## begin

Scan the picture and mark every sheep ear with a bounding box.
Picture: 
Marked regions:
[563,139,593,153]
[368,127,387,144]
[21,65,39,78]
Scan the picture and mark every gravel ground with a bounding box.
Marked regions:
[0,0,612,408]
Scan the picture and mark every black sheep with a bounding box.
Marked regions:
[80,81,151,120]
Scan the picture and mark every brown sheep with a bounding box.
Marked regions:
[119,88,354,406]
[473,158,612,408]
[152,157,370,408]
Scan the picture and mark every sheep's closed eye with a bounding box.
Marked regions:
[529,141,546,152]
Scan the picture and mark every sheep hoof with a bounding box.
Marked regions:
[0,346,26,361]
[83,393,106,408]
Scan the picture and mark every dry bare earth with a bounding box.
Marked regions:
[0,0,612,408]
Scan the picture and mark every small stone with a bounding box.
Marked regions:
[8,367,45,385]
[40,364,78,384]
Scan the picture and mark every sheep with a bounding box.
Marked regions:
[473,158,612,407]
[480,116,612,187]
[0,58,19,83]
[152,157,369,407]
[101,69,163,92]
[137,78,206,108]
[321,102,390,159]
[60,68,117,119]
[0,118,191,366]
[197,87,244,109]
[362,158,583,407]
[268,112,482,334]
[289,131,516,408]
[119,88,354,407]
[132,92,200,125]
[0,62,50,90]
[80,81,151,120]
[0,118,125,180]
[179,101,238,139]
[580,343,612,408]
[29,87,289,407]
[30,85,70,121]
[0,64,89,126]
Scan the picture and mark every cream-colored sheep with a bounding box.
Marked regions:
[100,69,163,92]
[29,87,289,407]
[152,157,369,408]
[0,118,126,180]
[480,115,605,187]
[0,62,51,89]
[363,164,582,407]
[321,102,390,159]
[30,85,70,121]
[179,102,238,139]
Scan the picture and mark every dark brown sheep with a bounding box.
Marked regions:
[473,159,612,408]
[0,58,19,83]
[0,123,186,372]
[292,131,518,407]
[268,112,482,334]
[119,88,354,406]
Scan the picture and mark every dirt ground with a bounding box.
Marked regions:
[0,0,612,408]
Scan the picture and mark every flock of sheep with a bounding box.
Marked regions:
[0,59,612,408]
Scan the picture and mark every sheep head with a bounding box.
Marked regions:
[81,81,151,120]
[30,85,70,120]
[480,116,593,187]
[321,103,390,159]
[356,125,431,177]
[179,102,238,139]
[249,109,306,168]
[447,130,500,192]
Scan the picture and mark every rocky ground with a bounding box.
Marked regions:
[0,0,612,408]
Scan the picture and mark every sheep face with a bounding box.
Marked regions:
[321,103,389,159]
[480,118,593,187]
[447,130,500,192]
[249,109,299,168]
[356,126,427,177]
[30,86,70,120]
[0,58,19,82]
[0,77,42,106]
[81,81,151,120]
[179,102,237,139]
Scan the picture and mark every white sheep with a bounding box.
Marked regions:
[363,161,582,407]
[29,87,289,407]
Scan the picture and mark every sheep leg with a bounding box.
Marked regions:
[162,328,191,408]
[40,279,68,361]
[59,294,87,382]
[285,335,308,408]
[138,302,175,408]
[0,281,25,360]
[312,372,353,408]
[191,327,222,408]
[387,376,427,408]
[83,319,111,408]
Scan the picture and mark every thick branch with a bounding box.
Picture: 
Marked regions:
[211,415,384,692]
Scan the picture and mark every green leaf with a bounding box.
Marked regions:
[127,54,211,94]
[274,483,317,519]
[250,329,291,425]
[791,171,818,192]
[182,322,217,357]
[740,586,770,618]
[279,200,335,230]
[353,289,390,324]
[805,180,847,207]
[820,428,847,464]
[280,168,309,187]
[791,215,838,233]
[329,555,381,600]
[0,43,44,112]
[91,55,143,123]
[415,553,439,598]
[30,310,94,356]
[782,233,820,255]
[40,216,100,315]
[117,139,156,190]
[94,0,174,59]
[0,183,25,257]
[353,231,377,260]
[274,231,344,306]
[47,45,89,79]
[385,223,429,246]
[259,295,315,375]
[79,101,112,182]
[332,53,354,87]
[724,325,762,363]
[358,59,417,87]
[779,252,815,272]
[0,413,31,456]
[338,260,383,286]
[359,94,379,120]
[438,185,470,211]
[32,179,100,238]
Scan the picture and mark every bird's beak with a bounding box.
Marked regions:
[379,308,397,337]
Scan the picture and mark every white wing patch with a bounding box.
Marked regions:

## end

Task requirements
Rewrite the records from the line with "Scan the picture and mark every white sheep" to the line with "[83,319,111,408]", putting "rectangle" wherever "bounding box" appears and leaving everything else unchanged.

Exercise response
Scan the picture and mark every white sheep with a rectangle.
Marked regions:
[363,161,582,407]
[29,87,289,407]
Scan the picture and mark every sheep leg with a rectangle.
Marked regions:
[162,328,191,408]
[40,279,68,361]
[59,294,87,382]
[285,335,308,408]
[138,302,175,408]
[0,281,25,360]
[312,372,353,408]
[191,327,222,408]
[387,376,427,408]
[83,319,111,408]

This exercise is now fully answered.